ABOUT THIS EXERCISE →
Go through the entries below and print, exactly, the lines starting at the one with "Class, locate every instance of the eyebrow" and ending at the one with "Class, locate every instance of the pink", keeping both ends and no others.

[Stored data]
====================

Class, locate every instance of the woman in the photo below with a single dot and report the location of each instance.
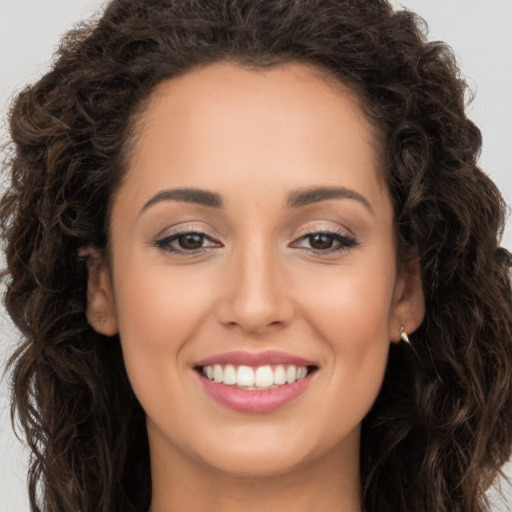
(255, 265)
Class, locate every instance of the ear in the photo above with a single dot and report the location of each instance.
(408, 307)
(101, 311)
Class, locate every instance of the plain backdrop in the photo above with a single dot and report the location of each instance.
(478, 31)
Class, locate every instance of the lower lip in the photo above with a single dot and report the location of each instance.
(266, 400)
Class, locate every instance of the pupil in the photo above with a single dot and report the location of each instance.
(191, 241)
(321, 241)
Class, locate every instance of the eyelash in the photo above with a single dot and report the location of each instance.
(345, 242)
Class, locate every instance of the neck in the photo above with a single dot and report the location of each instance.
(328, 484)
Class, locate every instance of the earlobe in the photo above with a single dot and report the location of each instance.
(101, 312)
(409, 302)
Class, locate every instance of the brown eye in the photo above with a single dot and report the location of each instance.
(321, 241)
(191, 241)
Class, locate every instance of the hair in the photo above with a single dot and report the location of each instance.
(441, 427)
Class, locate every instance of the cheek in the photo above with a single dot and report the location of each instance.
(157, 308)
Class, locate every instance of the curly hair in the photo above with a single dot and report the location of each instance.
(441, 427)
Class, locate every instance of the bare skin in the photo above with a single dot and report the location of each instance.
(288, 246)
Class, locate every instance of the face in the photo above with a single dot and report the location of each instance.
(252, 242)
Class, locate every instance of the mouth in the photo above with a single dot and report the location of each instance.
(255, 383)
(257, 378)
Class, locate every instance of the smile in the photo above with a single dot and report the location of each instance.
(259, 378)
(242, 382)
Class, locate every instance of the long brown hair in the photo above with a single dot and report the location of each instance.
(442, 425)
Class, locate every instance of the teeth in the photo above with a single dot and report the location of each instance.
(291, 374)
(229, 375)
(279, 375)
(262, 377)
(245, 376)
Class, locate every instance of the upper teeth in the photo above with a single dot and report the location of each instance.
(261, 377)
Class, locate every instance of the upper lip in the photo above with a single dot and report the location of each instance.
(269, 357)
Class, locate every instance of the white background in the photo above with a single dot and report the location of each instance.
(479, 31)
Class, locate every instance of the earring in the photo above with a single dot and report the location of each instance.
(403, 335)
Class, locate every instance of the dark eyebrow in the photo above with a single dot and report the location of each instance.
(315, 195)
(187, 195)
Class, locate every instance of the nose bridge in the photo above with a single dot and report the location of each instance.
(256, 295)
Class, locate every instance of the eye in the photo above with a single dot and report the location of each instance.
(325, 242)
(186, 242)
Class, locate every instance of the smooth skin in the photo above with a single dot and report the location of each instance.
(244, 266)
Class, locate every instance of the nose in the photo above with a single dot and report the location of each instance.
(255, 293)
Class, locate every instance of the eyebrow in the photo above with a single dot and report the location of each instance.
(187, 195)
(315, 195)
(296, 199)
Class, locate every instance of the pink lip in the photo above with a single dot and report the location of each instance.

====================

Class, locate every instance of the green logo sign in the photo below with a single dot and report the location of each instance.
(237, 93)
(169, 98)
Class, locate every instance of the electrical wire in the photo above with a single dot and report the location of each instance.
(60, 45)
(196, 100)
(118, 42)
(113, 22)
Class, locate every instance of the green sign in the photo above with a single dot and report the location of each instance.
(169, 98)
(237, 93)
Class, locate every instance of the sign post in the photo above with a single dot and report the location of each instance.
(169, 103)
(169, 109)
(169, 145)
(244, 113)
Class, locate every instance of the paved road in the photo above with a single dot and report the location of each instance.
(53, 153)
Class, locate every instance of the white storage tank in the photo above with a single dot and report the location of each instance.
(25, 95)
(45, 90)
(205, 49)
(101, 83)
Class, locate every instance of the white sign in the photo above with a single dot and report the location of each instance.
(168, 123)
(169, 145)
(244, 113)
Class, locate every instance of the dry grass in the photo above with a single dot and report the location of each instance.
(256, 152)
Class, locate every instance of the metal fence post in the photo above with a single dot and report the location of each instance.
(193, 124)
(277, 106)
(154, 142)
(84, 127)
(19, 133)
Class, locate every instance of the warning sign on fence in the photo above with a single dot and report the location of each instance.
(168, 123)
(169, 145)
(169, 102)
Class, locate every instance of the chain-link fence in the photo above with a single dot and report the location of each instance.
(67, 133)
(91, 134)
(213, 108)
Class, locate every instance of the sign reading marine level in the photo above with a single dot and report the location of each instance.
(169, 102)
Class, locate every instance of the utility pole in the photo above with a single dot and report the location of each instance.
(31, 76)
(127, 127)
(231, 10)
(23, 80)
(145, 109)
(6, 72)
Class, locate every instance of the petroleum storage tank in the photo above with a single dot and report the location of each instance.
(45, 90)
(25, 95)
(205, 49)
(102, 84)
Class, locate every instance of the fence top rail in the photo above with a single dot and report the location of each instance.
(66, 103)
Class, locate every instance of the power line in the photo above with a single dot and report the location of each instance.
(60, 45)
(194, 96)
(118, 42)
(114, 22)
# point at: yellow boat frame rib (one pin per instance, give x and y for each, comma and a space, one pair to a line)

====================

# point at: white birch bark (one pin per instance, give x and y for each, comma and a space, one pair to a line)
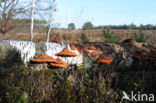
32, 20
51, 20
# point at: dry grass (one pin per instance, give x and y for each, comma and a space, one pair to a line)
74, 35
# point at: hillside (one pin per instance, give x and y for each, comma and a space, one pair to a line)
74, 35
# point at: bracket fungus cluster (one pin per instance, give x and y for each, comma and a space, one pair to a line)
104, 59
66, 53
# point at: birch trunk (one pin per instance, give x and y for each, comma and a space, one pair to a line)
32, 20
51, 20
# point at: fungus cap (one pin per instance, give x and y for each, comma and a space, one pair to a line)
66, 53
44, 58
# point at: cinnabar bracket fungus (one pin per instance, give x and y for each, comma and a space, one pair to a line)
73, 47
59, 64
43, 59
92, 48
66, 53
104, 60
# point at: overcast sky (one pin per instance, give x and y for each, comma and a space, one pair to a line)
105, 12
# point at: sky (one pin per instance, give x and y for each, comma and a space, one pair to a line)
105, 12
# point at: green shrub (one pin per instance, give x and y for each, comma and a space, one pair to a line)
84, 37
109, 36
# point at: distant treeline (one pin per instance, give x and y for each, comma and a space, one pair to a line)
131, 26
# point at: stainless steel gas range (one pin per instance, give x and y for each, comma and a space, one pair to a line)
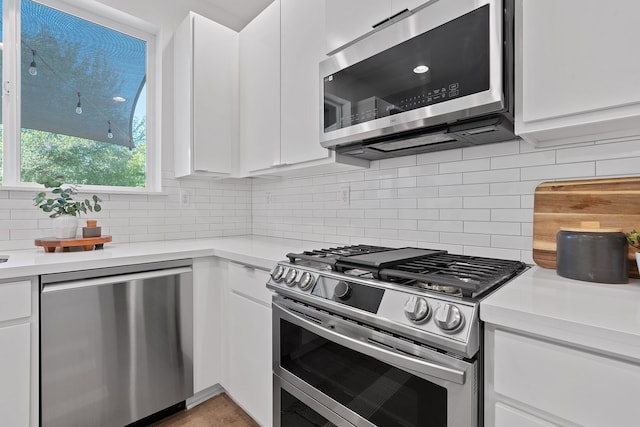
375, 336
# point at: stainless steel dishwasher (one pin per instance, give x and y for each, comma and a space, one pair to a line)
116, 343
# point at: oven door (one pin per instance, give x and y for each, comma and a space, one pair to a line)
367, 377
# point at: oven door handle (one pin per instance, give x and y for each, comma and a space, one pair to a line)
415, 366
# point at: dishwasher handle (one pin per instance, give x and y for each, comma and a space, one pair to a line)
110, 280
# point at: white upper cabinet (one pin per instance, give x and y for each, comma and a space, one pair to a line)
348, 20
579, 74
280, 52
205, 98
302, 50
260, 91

====================

ANSWER SECTION →
Class, locate every instance of the eyebrow in the photo above with a single dot and report the location of each instance.
(187, 195)
(315, 195)
(296, 199)
Class, locate every instance of the pink lip in the photo above with a single dot and report the location of each instance.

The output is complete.